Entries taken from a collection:

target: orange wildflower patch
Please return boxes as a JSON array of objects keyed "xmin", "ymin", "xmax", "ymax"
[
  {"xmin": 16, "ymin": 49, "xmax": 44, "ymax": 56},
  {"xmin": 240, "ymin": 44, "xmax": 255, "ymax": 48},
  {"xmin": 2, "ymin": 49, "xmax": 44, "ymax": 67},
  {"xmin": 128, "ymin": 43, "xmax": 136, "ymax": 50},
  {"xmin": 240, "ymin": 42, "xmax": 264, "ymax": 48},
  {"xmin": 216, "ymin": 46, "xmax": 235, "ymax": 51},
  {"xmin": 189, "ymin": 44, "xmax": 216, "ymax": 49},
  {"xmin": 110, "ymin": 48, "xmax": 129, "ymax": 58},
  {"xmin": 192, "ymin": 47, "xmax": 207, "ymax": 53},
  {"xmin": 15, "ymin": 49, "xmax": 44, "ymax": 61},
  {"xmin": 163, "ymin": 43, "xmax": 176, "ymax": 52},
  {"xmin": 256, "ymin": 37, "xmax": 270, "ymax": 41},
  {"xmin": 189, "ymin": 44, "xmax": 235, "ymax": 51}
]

EXERCISE DIRECTIONS →
Your reply should consist of all the records, restated exactly.

EXPECTED ANSWER →
target: orange wildflower patch
Please return boxes as a JSON array of objects keyed "xmin", "ymin", "xmax", "ymax"
[
  {"xmin": 16, "ymin": 49, "xmax": 44, "ymax": 56},
  {"xmin": 240, "ymin": 44, "xmax": 255, "ymax": 48},
  {"xmin": 2, "ymin": 49, "xmax": 44, "ymax": 67},
  {"xmin": 128, "ymin": 43, "xmax": 136, "ymax": 50},
  {"xmin": 240, "ymin": 42, "xmax": 264, "ymax": 48},
  {"xmin": 216, "ymin": 46, "xmax": 235, "ymax": 51},
  {"xmin": 189, "ymin": 44, "xmax": 216, "ymax": 49},
  {"xmin": 110, "ymin": 48, "xmax": 129, "ymax": 58},
  {"xmin": 192, "ymin": 47, "xmax": 207, "ymax": 53},
  {"xmin": 15, "ymin": 49, "xmax": 44, "ymax": 61},
  {"xmin": 163, "ymin": 43, "xmax": 176, "ymax": 52},
  {"xmin": 256, "ymin": 37, "xmax": 270, "ymax": 41},
  {"xmin": 189, "ymin": 44, "xmax": 235, "ymax": 51}
]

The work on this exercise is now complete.